SEITENAUSZUG ->
====

Keine Hilfe von der Landesregierung
Finanzielle Hilfe von oben ist auch nicht in Sicht. „Leider können wir wohl mit keinen Hilfen seitens der Regierung rechnen“, sagt Kristoff Both, Direktor des Golfclubs Alcanada im Norden der Insel.
Keine Möglichkeit für Neuausrichtung
Also Kopf in den (Bunker-) Sand und irgendwie durch die Krise? „Unser Angebot jetzt womöglich auf den Kopf zu stellen, neue Kundenmärkte anzupeilen, ist keine Lösung. Wie jedes andere touristische Freizeitangebot funktionieren auch wir nur mit Urlaubern, die in der Mehrzahl über Reiseveranstalter und Hotels zu uns kommen“, sagt Verbandspräsident Luis Nigorra. Die rund 7.000 im balearischen Golfverband registrierten, meist einheimischen Spieler würden bei weitem nicht ausreichen, um damit alle Clubs, am Laufen zu halten. Dennoch sehe auch er in der Krise eine Chance, neue Wege zu gehen. „Corona hat die Digitalisierung der Vertriebskanäle mächtig vorangetrieben. Das Internet und die dort vertretenen Social-Media Plattformen haben enorm an Bedeutung gewonnen. Angebot, Bestellung und Kauf von Waren aber auch Dienstleistungen werden vornehmlich nur noch online abgewickelt. Unser Verband hat sich aus diesem Grund seit Ausbruch der Pandemie auf die Verbesserung und Weiterentwicklung des Online-Reservierungssystems konzentriert. Golfspieler können damit in Zukunft noch schneller, einfacher und günstiger Startzeiten inselweit buchen als bisher“, so Nigorra.

====

AUFGABEN ->
1 - Übertragen Sie den folgenden Satz aus dem Seitenauszug ins Englische: „Corona hat die Digitalisierung der Vertriebskanäle mächtig vorangetrieben.“
2 - Setzen Sie den Seitenauszug über die Golfclubs und ihren Verband im Anschluss an seinen letzten Satz fort.

BEREITGESTELLTE EINTRÄGE ->
====

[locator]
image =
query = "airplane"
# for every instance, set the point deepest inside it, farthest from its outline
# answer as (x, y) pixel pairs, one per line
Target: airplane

====

LÖSUNGEN JE AUFGABE ->
1 - Corona has massively accelerated the digitalization of sales channels.

2 -
Klasse statt Masse: Unabhängig vom Touristenstrom
Auch Borja Ochoa, Manager des „T Golf & Country Club Poniente“ in Calvià sieht in der gegenwärtigen Krise – zumindest für seinen Club – eine Chance, sich aus der bisherigen Abhängigkeit ausländischer Heerscharen von Golftouristen zu lösen . „Wir haben die vergangenen Monate dafür genutzt, unsere Anlage und Serviceleistungen noch exklusiver zu gestalten“, so Ochoa. Motto: Klasse statt Masse. Inklusive einer Begrenzung des Greenfee-Verkaufs an Tagesgäste.
Eines jedoch scheint allen Golfclubs auf Mallorca klar. Die bevorstehende Hauptsaison zwischen März und Mai kann man wohl getrost abschreiben. „Prognosen abzugeben, fällt in der augenblicklichen Situation schwer. Persönlich rechne ich aber nicht vor Herbst dieses Jahres damit, dass sich die Lage normalisiert“, beschreibt es Michael Hellwig vom Golf Park Puntiró. Ähnlich sieht es Kristoff Both. „Wir hoffen, dass das Geschäft in der zweiten Jahreshälfte wieder anläuft. Sobald das Reisen weitgehend risikolos möglich ist, werden auch die Golfspieler nach Mallorca zurückkehren“, meint der Golf-Alcanada-Manager.
Oder wie es Jordi Vidal vom Mariott -Resort Son Antem ausdrückt. „Man kann derzeit einfach nur hoffen, dass sich die Situation für die Tourismusbranche auf der Insel bis zum Sommer halbwegs normalisiert.“
Macht Covid-19 den Golfsport vielleicht populär?
Verbandspräsident Luis Nigorra zeigt sich – wenn auch reserviert – optimistisch. „Irgendwann erreicht auch eine Virus-Pandemie ihr Ende. Natürlich sind es für alle derzeit schwierige Zeiten. Jammern hilft aber wenig. Nur mit Geduld und Zuversicht werden wir auch diese Krise überstehen“, so Nigorra.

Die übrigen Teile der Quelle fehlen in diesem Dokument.